Dossier : IMM‑8199‑12

Référence : 2013 CF 549

[TRADUCTION FRANÇAISE CERTIFIÉE, NON RÉVISÉE]

Ottawa (Ontario), le 24 mai 2013

En présence de madame la juge Mactavish

 

 

ENTRE :

 

RAOUL ANDRE BURTON

 

 

 

demandeur

 

et

 

 

 

LE MINISTRE DE LA CITOYENNETÉ ET DE L’IMMIGRATION

 

 

 

défendeur

 

 

 

 

 

           MOTIFS DU JUGEMENT ET JUGEMENT

 

[1]               Raoul Andre Burton sollicite le contrôle judiciaire de la décision défavorable d’un agent principal d’immigration concernant sa demande d’examen des risques avant renvoi [ERAR]. M. Burton a affirmé être exposé à des risques s’il retournait en Jamaïque en tant qu’ancien membre du gang Malvern Crew à Toronto. Il a aussi affirmé courir des risques parce qu’il avait coopéré avec la police dans le cadre d’une enquête sur un autre membre du gang et qu’il avait témoigné lors du procès de cette personne.

 

[2]               Pour les motifs qui suivent, je conclus que la décision relative à l’ERAR était déraisonnable parce que les risques auxquels M. Burton serait exposé en Jamaïque en raison de son profil personnel – en tant qu’ancien membre d’un gang, indicateur de police et témoin de la Couronne – n’ont pas été évalués correctement. Je suis en outre d’avis que l’agent d’ERAR a omis de prendre en compte d’importants éléments de preuve. Par conséquent, la demande de contrôle judiciaire sera accueillie.

 

Le contexte

[3]               M. Burton est arrivé au Canada en tant que résident permanent en 1993, à l’âge de 10 ans. Par la suite, il est devenu membre de la Malvern Crew, un gang criminel de Toronto.

■ Items extraits ■

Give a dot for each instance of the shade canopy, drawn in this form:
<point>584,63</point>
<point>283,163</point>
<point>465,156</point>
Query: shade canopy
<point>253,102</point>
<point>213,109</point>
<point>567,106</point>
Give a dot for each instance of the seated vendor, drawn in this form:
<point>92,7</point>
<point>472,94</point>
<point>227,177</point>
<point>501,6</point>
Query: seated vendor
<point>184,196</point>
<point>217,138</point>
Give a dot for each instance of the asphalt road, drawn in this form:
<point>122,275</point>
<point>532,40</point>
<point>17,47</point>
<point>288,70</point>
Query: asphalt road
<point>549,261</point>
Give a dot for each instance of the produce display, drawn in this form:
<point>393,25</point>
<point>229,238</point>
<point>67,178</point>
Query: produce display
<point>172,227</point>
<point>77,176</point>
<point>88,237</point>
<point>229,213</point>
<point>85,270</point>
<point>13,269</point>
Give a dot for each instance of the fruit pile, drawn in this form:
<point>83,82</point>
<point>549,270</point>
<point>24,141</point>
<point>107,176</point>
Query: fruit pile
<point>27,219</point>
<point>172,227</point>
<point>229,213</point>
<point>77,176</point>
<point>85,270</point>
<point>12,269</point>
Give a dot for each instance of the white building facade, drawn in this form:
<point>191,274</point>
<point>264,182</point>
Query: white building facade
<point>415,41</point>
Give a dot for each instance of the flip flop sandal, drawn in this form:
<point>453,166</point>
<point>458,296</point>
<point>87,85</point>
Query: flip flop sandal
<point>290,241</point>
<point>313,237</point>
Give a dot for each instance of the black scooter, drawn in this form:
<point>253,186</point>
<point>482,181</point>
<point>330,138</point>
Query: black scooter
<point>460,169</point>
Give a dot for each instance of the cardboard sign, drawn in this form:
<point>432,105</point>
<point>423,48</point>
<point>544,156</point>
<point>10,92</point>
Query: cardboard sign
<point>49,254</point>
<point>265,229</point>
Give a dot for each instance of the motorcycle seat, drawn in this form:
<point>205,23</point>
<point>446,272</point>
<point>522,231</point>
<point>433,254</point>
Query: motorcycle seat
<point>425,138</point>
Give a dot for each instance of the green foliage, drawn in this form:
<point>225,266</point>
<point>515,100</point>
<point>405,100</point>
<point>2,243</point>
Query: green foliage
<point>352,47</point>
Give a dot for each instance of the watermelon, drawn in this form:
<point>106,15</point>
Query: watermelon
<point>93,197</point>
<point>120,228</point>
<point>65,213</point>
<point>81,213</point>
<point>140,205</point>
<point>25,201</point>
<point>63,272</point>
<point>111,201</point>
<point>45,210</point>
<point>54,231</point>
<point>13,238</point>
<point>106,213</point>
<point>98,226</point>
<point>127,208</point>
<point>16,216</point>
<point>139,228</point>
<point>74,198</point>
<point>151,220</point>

■ Consigne ■
Dans l'extrait fourni, relevez toutes les qualités qui composent le profil personnel de M. Burton et dont les risques, selon la juge, n'ont pas été évalués correctement. Les items n'ont aucun lien avec l'extrait fourni.

■ Solution complète ■
- ancien membre d'un gang
- indicateur de police
- témoin de la Couronne